_WHAT THE TASK ASKS_:
Restate every entry word for word.

_INPUT ROWS_:
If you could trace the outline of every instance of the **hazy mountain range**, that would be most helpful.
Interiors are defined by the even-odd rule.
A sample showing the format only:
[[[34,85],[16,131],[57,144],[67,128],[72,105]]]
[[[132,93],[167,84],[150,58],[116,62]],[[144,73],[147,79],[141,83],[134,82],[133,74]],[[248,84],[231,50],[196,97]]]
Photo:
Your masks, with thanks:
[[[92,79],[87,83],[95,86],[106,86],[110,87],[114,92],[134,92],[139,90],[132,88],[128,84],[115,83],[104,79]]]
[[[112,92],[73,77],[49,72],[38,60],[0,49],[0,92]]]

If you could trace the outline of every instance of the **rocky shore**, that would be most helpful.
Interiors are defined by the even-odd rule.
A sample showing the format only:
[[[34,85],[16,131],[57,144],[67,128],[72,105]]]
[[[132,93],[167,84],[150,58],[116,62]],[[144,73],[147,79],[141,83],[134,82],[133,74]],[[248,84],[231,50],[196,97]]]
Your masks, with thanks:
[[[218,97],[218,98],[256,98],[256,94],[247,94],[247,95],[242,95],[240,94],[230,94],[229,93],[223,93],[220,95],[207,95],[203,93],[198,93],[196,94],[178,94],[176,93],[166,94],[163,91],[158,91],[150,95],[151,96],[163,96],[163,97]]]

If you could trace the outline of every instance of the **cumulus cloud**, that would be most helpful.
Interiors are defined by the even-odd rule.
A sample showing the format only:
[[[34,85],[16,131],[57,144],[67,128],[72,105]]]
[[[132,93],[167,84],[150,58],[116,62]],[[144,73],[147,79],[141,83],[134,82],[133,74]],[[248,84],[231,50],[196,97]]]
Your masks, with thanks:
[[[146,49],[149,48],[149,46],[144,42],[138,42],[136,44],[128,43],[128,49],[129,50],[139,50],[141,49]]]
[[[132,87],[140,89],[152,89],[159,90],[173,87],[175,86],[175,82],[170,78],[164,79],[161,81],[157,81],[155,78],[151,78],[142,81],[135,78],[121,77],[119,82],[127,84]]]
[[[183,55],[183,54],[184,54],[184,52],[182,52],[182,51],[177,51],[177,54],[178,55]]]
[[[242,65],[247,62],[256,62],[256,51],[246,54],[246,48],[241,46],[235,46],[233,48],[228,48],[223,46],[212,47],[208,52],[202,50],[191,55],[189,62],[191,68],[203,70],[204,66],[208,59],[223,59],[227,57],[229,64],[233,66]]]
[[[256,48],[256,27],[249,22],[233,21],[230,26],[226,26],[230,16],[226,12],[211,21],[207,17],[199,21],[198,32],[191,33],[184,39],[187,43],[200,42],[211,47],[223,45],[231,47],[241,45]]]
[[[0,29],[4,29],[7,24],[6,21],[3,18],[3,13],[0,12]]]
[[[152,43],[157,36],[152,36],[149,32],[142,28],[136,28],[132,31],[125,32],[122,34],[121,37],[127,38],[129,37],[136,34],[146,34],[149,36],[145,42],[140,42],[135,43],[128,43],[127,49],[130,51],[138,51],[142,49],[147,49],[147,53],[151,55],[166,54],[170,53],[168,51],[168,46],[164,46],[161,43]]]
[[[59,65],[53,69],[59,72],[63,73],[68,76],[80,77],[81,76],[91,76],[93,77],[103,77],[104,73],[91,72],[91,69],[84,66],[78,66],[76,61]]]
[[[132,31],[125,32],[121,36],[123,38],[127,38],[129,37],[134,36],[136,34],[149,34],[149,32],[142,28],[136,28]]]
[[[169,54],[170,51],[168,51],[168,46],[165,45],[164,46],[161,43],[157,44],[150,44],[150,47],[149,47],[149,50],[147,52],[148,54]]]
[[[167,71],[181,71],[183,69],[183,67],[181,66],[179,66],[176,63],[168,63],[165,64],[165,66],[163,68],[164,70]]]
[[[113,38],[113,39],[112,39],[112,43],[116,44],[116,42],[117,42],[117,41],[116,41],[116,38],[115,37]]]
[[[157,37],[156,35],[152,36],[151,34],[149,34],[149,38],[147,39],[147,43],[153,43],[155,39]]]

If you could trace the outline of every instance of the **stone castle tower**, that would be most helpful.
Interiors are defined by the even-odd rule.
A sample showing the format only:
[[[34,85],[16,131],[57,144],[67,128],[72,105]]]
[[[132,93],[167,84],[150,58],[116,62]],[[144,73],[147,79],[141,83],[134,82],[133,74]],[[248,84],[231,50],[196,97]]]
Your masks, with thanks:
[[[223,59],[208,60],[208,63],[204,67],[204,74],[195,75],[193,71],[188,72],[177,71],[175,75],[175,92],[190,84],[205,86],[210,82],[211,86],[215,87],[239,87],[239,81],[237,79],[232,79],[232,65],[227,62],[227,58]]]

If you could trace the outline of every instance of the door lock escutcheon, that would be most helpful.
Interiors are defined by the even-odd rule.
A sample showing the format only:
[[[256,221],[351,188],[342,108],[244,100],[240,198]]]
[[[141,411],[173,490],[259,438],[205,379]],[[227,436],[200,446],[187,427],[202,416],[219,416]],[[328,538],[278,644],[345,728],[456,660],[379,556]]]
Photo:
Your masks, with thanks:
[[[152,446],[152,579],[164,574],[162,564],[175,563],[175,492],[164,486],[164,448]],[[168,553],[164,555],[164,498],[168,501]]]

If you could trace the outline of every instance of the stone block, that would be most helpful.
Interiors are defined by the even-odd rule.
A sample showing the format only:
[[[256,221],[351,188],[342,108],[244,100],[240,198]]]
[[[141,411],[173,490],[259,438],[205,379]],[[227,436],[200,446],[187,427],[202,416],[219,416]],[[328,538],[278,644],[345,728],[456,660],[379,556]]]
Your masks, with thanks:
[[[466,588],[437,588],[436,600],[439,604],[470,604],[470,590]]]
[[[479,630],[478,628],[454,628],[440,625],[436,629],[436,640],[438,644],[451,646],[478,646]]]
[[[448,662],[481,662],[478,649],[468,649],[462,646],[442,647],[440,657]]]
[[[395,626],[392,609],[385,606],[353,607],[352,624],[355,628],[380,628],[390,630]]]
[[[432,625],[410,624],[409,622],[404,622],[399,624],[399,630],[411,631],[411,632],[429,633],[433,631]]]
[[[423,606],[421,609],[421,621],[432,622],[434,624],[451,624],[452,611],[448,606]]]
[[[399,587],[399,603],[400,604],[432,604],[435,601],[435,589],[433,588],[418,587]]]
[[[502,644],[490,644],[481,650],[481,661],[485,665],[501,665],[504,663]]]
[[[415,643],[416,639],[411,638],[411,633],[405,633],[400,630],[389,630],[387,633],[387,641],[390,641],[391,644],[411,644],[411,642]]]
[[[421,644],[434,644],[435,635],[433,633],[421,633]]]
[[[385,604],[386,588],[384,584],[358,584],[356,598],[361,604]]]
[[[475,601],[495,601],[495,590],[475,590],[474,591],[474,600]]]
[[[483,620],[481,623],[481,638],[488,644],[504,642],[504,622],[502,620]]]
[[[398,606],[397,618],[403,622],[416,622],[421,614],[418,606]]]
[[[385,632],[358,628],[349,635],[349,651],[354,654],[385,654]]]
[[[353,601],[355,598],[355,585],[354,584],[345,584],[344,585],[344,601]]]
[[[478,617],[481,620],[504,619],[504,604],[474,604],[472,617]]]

_ANSWER_:
If you could trace the outline of every instance of the **hazy mountain range**, that would be most helpful.
Interiors are defined by the even-odd rule.
A sample showing the format only:
[[[34,85],[16,131],[57,144],[67,128],[72,105]]]
[[[132,93],[167,84],[150,58],[116,62]],[[144,73],[147,79],[141,83],[134,82],[133,74]],[[248,84],[231,50],[196,97]]]
Photo:
Your masks, with thanks:
[[[92,79],[87,83],[95,86],[106,86],[110,87],[114,92],[134,92],[139,90],[132,88],[128,84],[115,83],[104,79]]]
[[[112,92],[73,77],[49,72],[38,60],[0,49],[0,92]]]

If you could trace the outline of every instance of the **rocky shore**, that would be most helpful.
Interiors are defined by the even-odd rule.
A sample showing the format only:
[[[34,85],[16,131],[57,144],[67,128],[72,105]]]
[[[132,93],[167,84],[150,58],[116,62]],[[144,73],[147,79],[141,83],[134,82],[133,74]],[[248,84],[231,50],[196,97]]]
Your masks, with thanks:
[[[218,97],[218,98],[256,98],[256,94],[247,94],[247,95],[242,95],[240,94],[230,94],[229,93],[223,93],[220,95],[207,95],[203,93],[198,93],[196,94],[178,94],[176,93],[166,94],[163,91],[158,91],[150,95],[151,96],[163,96],[163,97]]]

If you could trace the outline of every instance of the **cumulus cloud**, that would be most helpful.
Interiors are defined by the even-odd rule.
A sample showing the format only:
[[[34,85],[16,131],[57,144],[67,128],[72,105]]]
[[[132,93],[167,84],[150,58],[116,62]],[[144,73],[147,79],[141,83],[134,82],[133,74]],[[248,84],[231,50],[196,97]]]
Your masks, with thanks:
[[[146,49],[149,48],[149,46],[144,42],[138,42],[136,44],[128,43],[128,49],[129,50],[139,50],[141,49]]]
[[[132,87],[140,89],[152,89],[159,90],[173,87],[175,86],[175,82],[170,78],[164,79],[161,81],[157,81],[155,78],[151,78],[142,81],[135,78],[121,77],[119,82],[127,84]]]
[[[183,55],[183,54],[184,54],[184,52],[182,52],[182,51],[177,51],[177,54],[178,55]]]
[[[242,65],[247,62],[256,62],[256,51],[246,54],[246,48],[241,46],[235,46],[233,48],[228,48],[223,46],[212,47],[208,52],[202,50],[191,55],[189,62],[191,68],[203,70],[204,66],[208,59],[223,59],[227,57],[229,64],[233,66]]]
[[[256,48],[256,27],[249,22],[233,21],[230,26],[226,26],[230,16],[226,12],[211,21],[207,17],[199,21],[198,32],[191,33],[184,39],[187,43],[200,42],[211,47],[223,45],[231,47],[241,45]]]
[[[0,29],[4,29],[7,24],[6,21],[3,18],[3,13],[0,12]]]
[[[152,43],[157,36],[152,36],[149,32],[142,28],[136,28],[132,31],[125,32],[122,34],[121,37],[127,38],[129,37],[136,34],[146,34],[149,36],[145,42],[140,42],[135,43],[128,43],[127,49],[130,51],[138,51],[142,49],[147,49],[147,53],[151,55],[166,54],[170,53],[168,51],[168,46],[164,46],[161,43]]]
[[[59,65],[53,69],[59,72],[63,73],[68,76],[80,77],[81,76],[91,76],[93,77],[103,77],[104,73],[91,72],[91,69],[84,66],[78,66],[76,61]]]
[[[132,31],[125,32],[121,36],[123,38],[127,38],[129,37],[134,36],[136,34],[149,34],[149,32],[142,28],[136,28]]]
[[[169,54],[170,51],[168,51],[168,46],[165,45],[164,46],[161,43],[157,44],[150,44],[150,47],[149,47],[149,50],[147,52],[148,54]]]
[[[167,71],[181,71],[183,69],[183,67],[181,66],[179,66],[176,63],[168,63],[165,64],[165,66],[163,68],[164,70]]]
[[[113,38],[113,39],[112,39],[112,43],[116,44],[116,42],[117,42],[117,41],[116,41],[116,38],[115,37]]]
[[[157,37],[156,35],[152,36],[151,34],[149,34],[149,38],[147,39],[147,43],[153,43],[155,39]]]

If you could trace the outline of every instance of the **stone castle tower**, that would be most helpful.
Interiors are defined by the even-odd rule.
A sample showing the format only:
[[[34,85],[16,131],[57,144],[67,128],[72,105]]]
[[[132,93],[167,84],[150,58],[116,62]],[[144,73],[147,79],[141,83],[134,82],[133,74]],[[248,84],[231,50],[196,97]]]
Your masks, with thanks:
[[[223,59],[208,60],[208,63],[204,67],[204,74],[195,75],[193,71],[188,72],[177,71],[175,75],[175,92],[190,84],[205,86],[210,82],[211,86],[215,87],[239,87],[239,81],[237,79],[232,79],[232,65],[227,62],[227,58]]]

If you could trace the outline of every instance of the door lock escutcheon, that would be most helpful.
Interiors are defined by the even-odd rule.
A sample showing the format only:
[[[256,221],[351,188],[342,108],[244,100],[240,198]]]
[[[141,411],[173,490],[259,438],[205,379]],[[227,436],[200,446],[187,427],[202,416],[219,416]],[[328,538],[278,644],[345,728],[456,660],[379,556]]]
Photo:
Your masks, with thanks:
[[[152,446],[152,579],[164,574],[162,564],[175,563],[175,492],[164,486],[164,448]],[[168,553],[164,555],[164,498],[168,501]]]

If you could trace the outline of every instance of the stone block, that would be most helpful.
Interiors are defined by the even-odd rule.
A sample showing the format only:
[[[256,221],[351,188],[342,108],[244,100],[240,198]]]
[[[141,411],[173,490],[259,438],[205,379]],[[227,436],[200,446],[187,427],[202,416],[219,416]],[[328,538],[278,644],[345,728],[456,660],[379,556]]]
Your masks, with thanks:
[[[466,588],[437,588],[436,600],[439,604],[470,604],[470,590]]]
[[[479,630],[478,628],[454,628],[440,625],[436,629],[436,640],[438,644],[451,646],[478,646]]]
[[[448,662],[481,662],[478,649],[468,649],[462,646],[442,647],[440,657]]]
[[[395,626],[392,609],[385,606],[353,607],[352,624],[355,628],[380,628],[390,630]]]
[[[432,625],[410,624],[409,622],[404,622],[399,624],[399,630],[411,631],[411,632],[429,633],[433,631]]]
[[[423,606],[421,609],[421,621],[432,622],[434,624],[451,624],[452,611],[448,606]]]
[[[399,587],[399,603],[400,604],[432,604],[435,601],[435,589],[433,588],[418,587]]]
[[[502,644],[490,644],[481,650],[481,661],[485,665],[501,665],[504,663]]]
[[[415,643],[416,639],[411,638],[411,633],[405,633],[400,630],[389,630],[387,633],[387,641],[390,641],[391,644],[411,644],[411,642]]]
[[[421,644],[434,644],[435,635],[433,633],[421,633]]]
[[[385,604],[386,588],[384,584],[358,584],[356,598],[361,604]]]
[[[475,601],[495,601],[495,590],[475,590],[474,591],[474,600]]]
[[[483,620],[481,623],[481,638],[488,644],[504,642],[504,622],[502,620]]]
[[[398,606],[397,618],[403,622],[416,622],[421,614],[418,606]]]
[[[385,632],[358,628],[349,635],[349,651],[354,654],[385,654]]]
[[[353,601],[355,598],[355,585],[354,584],[345,584],[344,585],[344,601]]]
[[[478,617],[481,620],[504,619],[504,604],[474,604],[472,617]]]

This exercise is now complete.